Prompt: Reproduce only the lines that begin at the line with "Where can you spot the yellow" and run to the end of the entries; omit every picture.

Object point labels:
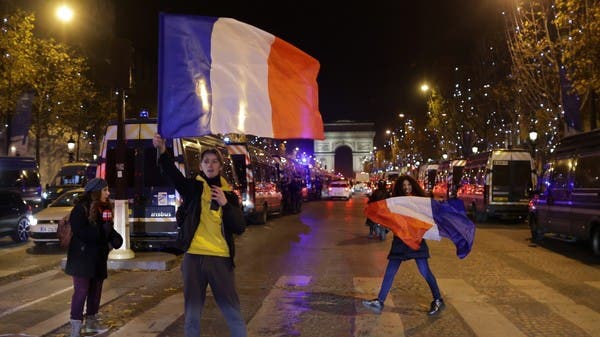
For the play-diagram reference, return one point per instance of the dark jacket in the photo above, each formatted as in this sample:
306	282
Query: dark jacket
88	251
191	191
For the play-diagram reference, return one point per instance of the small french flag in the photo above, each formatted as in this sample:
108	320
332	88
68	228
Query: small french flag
220	76
413	219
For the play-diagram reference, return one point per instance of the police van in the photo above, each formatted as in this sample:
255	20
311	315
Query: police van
22	175
568	203
69	177
153	202
497	184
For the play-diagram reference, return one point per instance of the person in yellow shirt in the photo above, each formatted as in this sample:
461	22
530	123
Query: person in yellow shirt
211	216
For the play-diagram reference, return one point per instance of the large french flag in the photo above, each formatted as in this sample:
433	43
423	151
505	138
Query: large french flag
413	219
220	76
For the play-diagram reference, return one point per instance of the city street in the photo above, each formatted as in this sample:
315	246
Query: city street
306	275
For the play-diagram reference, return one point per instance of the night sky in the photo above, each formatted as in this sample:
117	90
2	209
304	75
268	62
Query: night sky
373	55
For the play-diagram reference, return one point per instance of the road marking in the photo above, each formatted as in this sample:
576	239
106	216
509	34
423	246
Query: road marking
482	317
280	311
7	272
369	324
595	284
580	315
25	305
27	280
62	318
153	321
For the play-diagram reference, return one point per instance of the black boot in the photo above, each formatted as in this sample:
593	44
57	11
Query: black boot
437	305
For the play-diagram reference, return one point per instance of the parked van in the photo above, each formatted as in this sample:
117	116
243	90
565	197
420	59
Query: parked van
569	200
152	201
498	184
70	176
22	175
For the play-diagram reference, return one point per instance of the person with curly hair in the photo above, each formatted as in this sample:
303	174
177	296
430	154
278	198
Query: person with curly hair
399	251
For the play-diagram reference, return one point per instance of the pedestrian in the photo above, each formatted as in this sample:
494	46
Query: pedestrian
211	218
407	186
87	255
376	230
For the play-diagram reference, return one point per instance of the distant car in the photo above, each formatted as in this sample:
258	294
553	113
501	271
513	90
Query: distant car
15	216
45	222
339	189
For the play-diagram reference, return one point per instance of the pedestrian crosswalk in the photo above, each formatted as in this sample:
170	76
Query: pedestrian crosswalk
285	312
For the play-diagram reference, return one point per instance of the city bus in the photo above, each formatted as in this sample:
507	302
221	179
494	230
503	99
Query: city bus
498	184
152	201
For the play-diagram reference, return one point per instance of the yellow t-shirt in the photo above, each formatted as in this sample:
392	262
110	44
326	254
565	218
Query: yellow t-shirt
209	238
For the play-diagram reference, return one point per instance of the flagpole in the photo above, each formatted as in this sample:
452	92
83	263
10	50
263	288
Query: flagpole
121	220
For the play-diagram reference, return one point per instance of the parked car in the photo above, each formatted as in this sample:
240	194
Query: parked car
568	204
339	189
21	175
45	222
70	176
15	216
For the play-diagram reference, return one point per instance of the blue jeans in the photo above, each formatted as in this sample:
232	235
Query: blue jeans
392	269
199	271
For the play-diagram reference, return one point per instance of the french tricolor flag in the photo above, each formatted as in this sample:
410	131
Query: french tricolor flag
413	219
220	76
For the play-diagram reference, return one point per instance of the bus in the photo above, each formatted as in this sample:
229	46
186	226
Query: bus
152	200
448	179
498	184
258	174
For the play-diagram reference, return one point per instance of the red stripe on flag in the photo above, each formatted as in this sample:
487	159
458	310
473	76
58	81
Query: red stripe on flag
294	93
408	229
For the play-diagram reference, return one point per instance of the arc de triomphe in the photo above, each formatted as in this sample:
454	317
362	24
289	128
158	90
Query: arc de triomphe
358	136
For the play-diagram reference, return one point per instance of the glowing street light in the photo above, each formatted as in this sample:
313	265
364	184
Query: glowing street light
64	13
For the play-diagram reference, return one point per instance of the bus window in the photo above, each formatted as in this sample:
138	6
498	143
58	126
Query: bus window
587	172
559	175
152	175
111	171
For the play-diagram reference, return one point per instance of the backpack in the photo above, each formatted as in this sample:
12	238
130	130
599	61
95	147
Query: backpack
63	232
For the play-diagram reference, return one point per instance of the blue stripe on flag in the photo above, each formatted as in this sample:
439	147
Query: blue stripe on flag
453	223
184	63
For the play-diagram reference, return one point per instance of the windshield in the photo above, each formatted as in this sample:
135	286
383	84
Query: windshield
66	199
18	178
513	178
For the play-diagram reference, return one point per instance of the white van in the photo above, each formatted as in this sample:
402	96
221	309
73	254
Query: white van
498	184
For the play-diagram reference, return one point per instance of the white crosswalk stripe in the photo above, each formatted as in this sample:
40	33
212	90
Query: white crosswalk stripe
284	311
369	324
580	315
153	321
279	309
595	284
483	318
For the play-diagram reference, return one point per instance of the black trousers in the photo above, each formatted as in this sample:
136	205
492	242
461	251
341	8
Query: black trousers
198	272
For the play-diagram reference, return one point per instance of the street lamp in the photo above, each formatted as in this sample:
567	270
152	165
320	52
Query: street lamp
532	139
64	13
70	148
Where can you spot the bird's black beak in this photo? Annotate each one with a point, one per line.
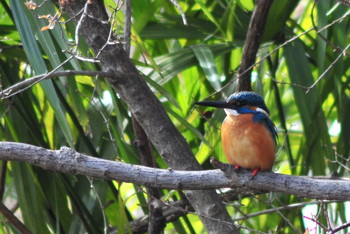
(216, 104)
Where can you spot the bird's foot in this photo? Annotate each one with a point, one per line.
(255, 171)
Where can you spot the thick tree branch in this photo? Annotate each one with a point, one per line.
(67, 160)
(146, 108)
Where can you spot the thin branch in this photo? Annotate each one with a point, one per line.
(277, 49)
(281, 208)
(127, 26)
(329, 67)
(182, 13)
(252, 43)
(11, 218)
(23, 85)
(68, 161)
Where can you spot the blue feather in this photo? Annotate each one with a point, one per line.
(262, 119)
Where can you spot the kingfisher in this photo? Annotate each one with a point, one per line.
(248, 134)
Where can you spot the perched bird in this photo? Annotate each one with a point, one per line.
(248, 134)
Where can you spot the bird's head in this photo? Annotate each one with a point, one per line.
(238, 102)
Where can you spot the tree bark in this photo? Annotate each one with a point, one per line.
(68, 161)
(146, 108)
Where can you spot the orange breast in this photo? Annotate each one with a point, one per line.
(247, 144)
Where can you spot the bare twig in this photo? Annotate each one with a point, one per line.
(182, 13)
(27, 83)
(252, 43)
(11, 218)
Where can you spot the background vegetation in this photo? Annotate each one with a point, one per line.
(302, 72)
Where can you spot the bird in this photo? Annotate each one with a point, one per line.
(248, 134)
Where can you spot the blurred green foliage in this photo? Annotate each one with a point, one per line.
(182, 64)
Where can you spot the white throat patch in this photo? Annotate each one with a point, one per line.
(231, 112)
(262, 111)
(235, 113)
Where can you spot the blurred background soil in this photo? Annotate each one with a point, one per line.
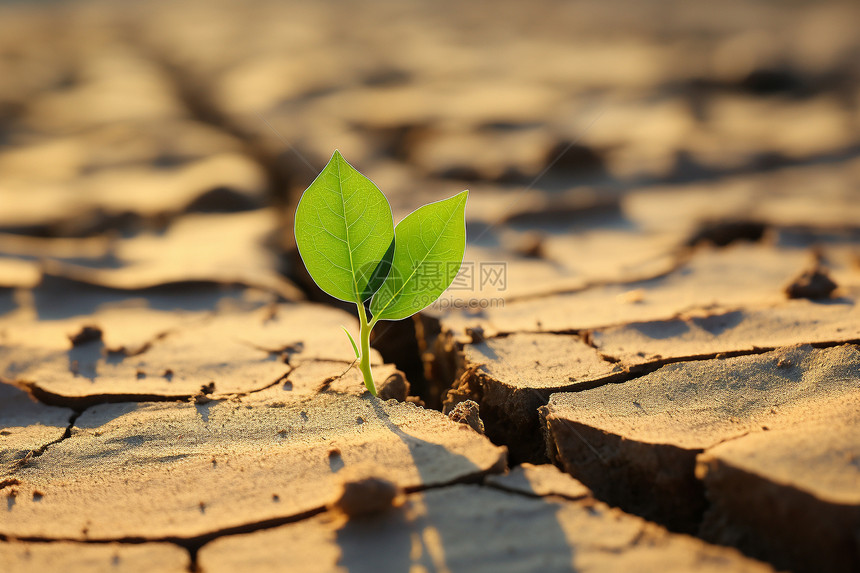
(650, 157)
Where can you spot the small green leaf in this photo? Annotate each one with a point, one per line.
(428, 251)
(345, 232)
(352, 340)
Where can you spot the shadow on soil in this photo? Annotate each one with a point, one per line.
(452, 536)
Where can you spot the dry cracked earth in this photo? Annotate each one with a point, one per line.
(649, 362)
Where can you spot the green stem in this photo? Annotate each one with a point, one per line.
(364, 336)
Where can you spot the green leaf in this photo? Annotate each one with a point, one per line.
(345, 232)
(428, 251)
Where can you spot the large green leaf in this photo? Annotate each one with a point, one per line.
(345, 232)
(428, 251)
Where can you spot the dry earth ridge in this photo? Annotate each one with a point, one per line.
(169, 401)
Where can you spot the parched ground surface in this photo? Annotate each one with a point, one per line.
(650, 360)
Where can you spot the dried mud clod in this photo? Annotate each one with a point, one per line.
(467, 412)
(395, 387)
(85, 335)
(367, 495)
(812, 284)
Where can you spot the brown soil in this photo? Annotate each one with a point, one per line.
(650, 360)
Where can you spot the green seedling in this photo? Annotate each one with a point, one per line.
(347, 239)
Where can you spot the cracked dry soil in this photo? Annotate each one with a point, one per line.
(650, 362)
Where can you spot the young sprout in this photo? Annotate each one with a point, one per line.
(347, 239)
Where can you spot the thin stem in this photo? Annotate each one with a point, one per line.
(364, 336)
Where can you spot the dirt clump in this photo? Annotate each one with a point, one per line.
(467, 412)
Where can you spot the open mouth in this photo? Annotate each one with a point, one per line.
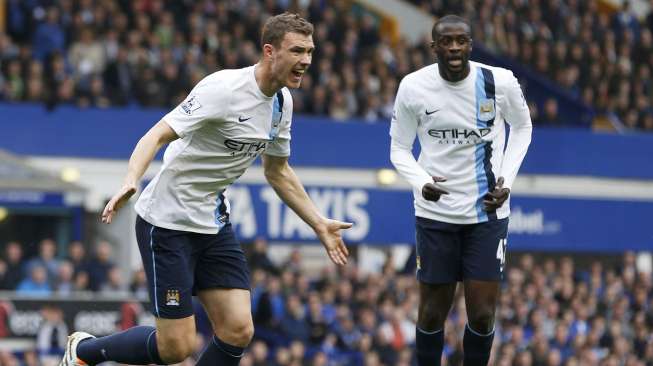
(298, 73)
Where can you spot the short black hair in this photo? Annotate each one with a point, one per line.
(448, 19)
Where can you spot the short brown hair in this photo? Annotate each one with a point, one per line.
(277, 26)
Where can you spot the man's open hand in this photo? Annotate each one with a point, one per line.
(331, 238)
(496, 198)
(431, 192)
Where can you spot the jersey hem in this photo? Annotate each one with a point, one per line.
(171, 226)
(462, 221)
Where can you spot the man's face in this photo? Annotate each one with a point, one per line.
(453, 44)
(291, 59)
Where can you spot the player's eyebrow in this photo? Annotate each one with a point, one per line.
(302, 49)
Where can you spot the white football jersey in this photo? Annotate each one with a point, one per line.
(462, 135)
(224, 124)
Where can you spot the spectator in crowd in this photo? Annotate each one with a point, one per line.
(52, 335)
(552, 311)
(77, 256)
(46, 259)
(49, 36)
(64, 284)
(114, 284)
(14, 266)
(36, 284)
(100, 266)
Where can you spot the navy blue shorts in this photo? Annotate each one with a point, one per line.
(180, 263)
(448, 253)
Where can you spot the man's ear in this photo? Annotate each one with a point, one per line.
(268, 50)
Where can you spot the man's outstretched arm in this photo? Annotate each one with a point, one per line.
(143, 154)
(291, 191)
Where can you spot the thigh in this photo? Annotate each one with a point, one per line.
(221, 263)
(484, 250)
(481, 299)
(167, 262)
(438, 251)
(180, 332)
(228, 309)
(435, 301)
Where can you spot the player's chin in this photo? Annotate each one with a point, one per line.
(293, 81)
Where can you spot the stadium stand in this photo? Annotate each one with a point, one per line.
(120, 53)
(552, 311)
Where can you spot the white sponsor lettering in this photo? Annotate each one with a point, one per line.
(282, 222)
(531, 222)
(25, 322)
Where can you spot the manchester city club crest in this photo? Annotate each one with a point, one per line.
(172, 297)
(486, 110)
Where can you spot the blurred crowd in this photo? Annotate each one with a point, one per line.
(47, 274)
(101, 53)
(551, 312)
(604, 59)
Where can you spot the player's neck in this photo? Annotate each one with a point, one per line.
(263, 75)
(453, 77)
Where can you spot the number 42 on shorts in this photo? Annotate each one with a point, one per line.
(501, 253)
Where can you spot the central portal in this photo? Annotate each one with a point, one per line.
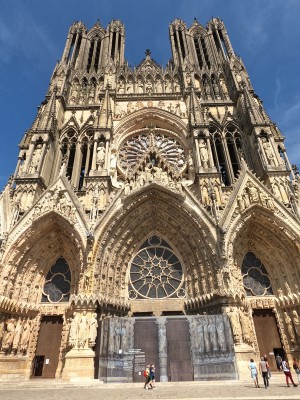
(183, 348)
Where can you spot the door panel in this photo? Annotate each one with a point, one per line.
(267, 334)
(146, 339)
(48, 345)
(179, 354)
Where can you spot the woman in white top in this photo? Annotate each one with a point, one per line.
(254, 372)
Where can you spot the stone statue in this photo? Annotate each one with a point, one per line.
(83, 329)
(216, 89)
(17, 336)
(221, 334)
(235, 325)
(35, 159)
(268, 152)
(213, 334)
(223, 87)
(289, 326)
(190, 160)
(100, 159)
(8, 335)
(200, 335)
(296, 322)
(73, 333)
(25, 336)
(93, 329)
(207, 90)
(203, 153)
(162, 337)
(245, 326)
(253, 194)
(121, 86)
(2, 325)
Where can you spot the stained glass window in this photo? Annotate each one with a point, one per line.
(255, 277)
(58, 282)
(156, 272)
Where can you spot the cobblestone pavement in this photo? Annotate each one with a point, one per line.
(52, 390)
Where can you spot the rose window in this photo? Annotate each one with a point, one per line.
(137, 148)
(58, 283)
(155, 272)
(255, 277)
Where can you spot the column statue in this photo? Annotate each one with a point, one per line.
(289, 326)
(268, 152)
(203, 153)
(93, 329)
(100, 158)
(296, 322)
(25, 336)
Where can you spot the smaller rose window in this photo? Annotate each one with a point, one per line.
(58, 283)
(156, 272)
(255, 277)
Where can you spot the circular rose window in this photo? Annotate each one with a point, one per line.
(155, 272)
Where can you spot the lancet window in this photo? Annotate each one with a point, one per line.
(68, 149)
(86, 156)
(201, 50)
(226, 150)
(155, 271)
(94, 54)
(75, 47)
(255, 277)
(58, 283)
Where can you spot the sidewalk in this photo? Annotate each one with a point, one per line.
(95, 390)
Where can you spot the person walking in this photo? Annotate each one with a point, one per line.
(296, 368)
(268, 366)
(278, 360)
(263, 369)
(147, 377)
(152, 376)
(287, 372)
(254, 372)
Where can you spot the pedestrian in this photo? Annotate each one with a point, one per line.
(152, 376)
(263, 369)
(268, 366)
(278, 360)
(147, 377)
(287, 372)
(296, 368)
(254, 373)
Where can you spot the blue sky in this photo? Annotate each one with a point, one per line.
(265, 33)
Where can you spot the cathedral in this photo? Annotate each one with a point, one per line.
(153, 217)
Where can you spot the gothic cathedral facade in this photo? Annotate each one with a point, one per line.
(157, 196)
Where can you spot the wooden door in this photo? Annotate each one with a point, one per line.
(179, 353)
(48, 346)
(267, 335)
(146, 339)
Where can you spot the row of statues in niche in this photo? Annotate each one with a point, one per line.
(208, 335)
(14, 335)
(83, 330)
(242, 325)
(151, 173)
(34, 163)
(211, 88)
(269, 153)
(177, 108)
(59, 202)
(251, 195)
(148, 85)
(84, 93)
(293, 325)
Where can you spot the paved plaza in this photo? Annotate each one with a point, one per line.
(53, 389)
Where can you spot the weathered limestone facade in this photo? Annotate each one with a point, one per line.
(147, 191)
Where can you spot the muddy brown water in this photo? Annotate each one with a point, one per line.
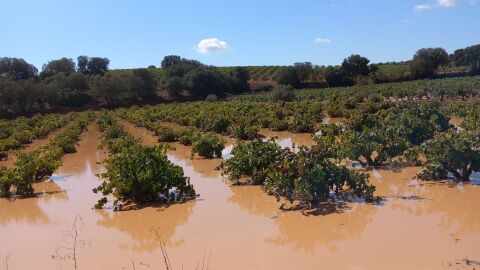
(420, 225)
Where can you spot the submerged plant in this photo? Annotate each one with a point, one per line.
(144, 174)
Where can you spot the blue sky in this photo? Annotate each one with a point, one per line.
(247, 32)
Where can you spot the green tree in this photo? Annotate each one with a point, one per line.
(426, 61)
(469, 56)
(304, 71)
(452, 152)
(63, 65)
(288, 76)
(82, 62)
(203, 81)
(239, 78)
(148, 83)
(16, 68)
(170, 60)
(355, 66)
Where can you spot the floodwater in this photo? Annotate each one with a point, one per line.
(420, 225)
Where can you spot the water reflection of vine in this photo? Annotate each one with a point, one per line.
(139, 223)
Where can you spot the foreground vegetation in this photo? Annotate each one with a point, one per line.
(138, 173)
(403, 123)
(41, 163)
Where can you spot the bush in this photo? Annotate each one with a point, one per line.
(302, 123)
(209, 145)
(187, 136)
(282, 93)
(452, 152)
(144, 174)
(252, 160)
(175, 86)
(165, 134)
(310, 178)
(211, 98)
(243, 132)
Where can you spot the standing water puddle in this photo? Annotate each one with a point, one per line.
(421, 225)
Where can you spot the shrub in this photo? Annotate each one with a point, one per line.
(144, 174)
(187, 136)
(279, 125)
(310, 178)
(243, 132)
(165, 134)
(5, 182)
(282, 93)
(452, 152)
(209, 145)
(211, 98)
(252, 160)
(302, 123)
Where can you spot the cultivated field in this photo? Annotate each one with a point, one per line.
(386, 175)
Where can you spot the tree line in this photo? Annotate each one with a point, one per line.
(88, 82)
(356, 69)
(66, 83)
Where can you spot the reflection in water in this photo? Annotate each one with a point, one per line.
(306, 232)
(139, 224)
(254, 200)
(420, 225)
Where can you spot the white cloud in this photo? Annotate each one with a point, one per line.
(448, 3)
(212, 45)
(422, 7)
(322, 40)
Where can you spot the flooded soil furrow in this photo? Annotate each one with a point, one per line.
(420, 225)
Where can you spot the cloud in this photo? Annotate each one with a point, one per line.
(442, 4)
(422, 7)
(448, 3)
(322, 40)
(212, 45)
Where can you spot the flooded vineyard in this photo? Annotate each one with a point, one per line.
(418, 225)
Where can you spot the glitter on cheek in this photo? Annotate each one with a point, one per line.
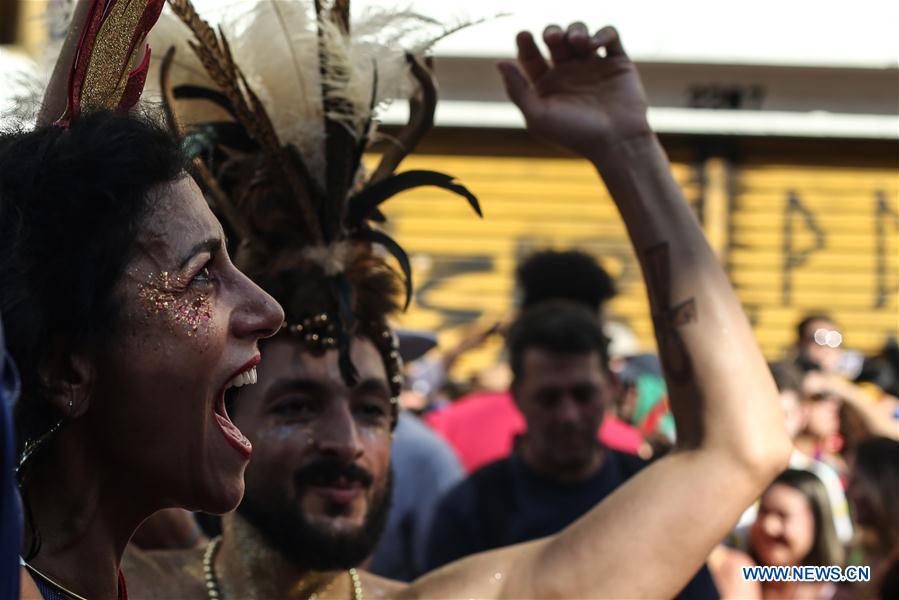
(188, 311)
(285, 432)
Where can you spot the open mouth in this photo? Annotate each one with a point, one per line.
(245, 376)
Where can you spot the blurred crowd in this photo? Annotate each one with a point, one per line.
(837, 505)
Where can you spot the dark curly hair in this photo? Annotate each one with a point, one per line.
(564, 275)
(558, 326)
(71, 204)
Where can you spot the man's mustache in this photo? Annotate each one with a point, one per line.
(325, 471)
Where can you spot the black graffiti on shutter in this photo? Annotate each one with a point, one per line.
(445, 269)
(882, 212)
(794, 258)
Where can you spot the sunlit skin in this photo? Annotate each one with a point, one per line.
(183, 371)
(592, 103)
(142, 434)
(302, 409)
(563, 400)
(784, 531)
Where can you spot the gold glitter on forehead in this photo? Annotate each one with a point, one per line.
(162, 295)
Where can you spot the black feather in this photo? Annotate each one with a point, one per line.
(395, 250)
(367, 200)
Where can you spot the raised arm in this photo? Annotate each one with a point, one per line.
(649, 537)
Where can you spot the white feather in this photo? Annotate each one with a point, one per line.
(276, 46)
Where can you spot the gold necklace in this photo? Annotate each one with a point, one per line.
(50, 582)
(213, 591)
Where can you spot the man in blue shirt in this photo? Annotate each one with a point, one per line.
(558, 470)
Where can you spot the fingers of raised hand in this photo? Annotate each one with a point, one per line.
(608, 42)
(529, 56)
(578, 38)
(556, 40)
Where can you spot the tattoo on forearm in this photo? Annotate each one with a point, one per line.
(667, 318)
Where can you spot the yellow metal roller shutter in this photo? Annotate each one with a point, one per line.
(807, 238)
(464, 268)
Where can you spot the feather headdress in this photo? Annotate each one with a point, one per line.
(289, 91)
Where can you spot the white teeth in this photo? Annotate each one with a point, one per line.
(242, 379)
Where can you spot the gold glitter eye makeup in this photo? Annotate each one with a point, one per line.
(164, 294)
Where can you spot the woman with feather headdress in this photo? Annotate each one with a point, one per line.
(304, 218)
(124, 314)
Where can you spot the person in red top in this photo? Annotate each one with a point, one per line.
(482, 426)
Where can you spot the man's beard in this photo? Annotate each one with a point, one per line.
(286, 529)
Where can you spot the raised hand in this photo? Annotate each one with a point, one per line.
(586, 98)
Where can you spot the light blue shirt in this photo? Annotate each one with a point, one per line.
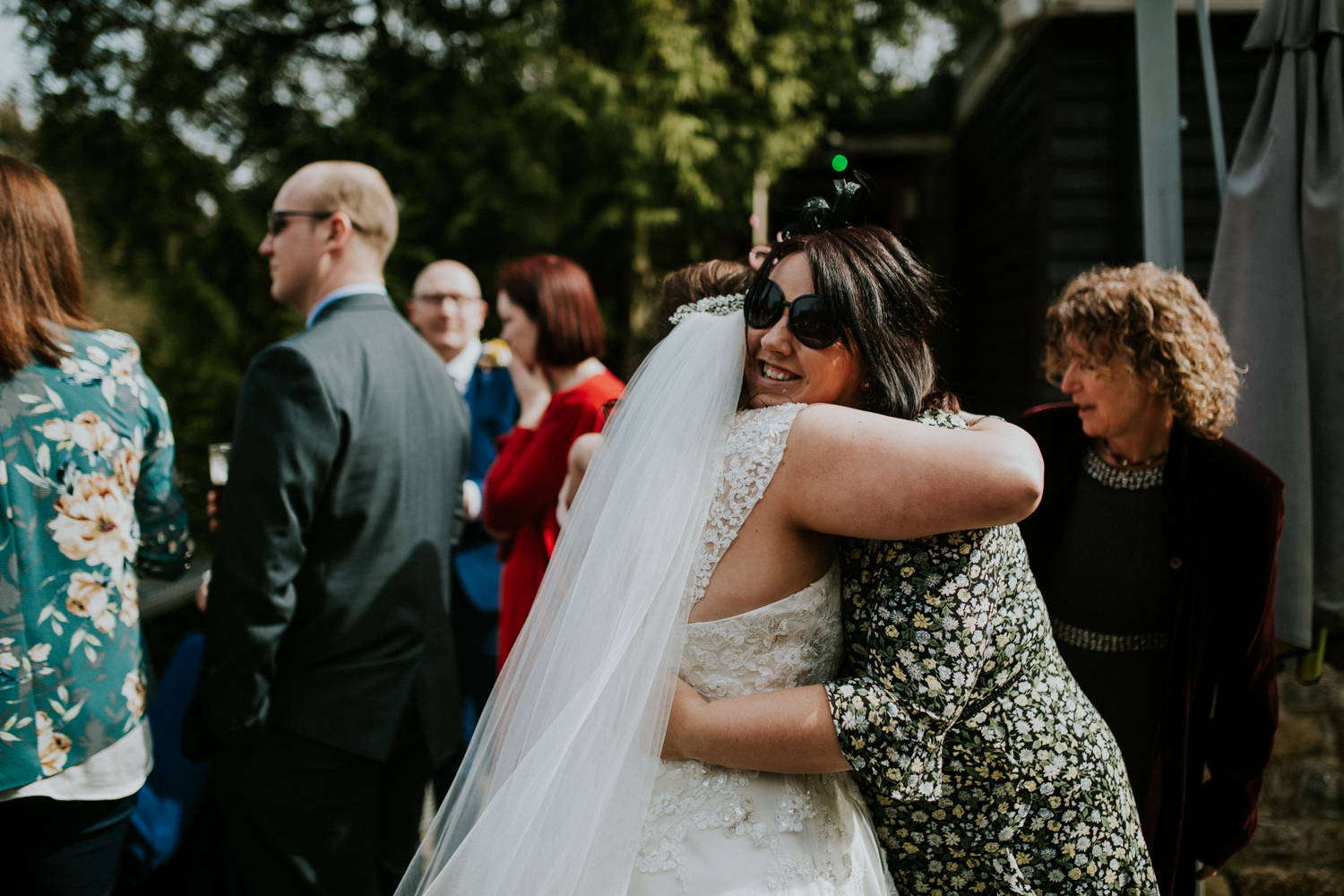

Finished answer:
Where can you spot the yellow metal roller shutter in this photo? Annotate each one with a point, one per line.
(807, 238)
(464, 268)
Where can you spot the feather headdress in this photo? Annotate each one with a point, one per line.
(289, 91)
Where can you spot the white teeth in this photo? Annotate each one with a point, one per line.
(242, 379)
Where can you spot the gold glitter eye makeup in this photo? Annotate each one with a point, one per line.
(164, 294)
Where can you spot the woman with feather headdress in this photo? Annotate each one with a point, one per line.
(304, 218)
(124, 314)
Where can you spot the person in red top in this photo? Annotate each one with a point, one per line.
(482, 426)
Where can you spot the man's beard in this photo? Annotate each one with a point, one per line.
(286, 529)
Where can you spot the raised hand in this photo? Annotate each one with a point, one per line.
(586, 98)
Where can you spot the light blue shirt in this photo? Annotate each one with a point, one per line.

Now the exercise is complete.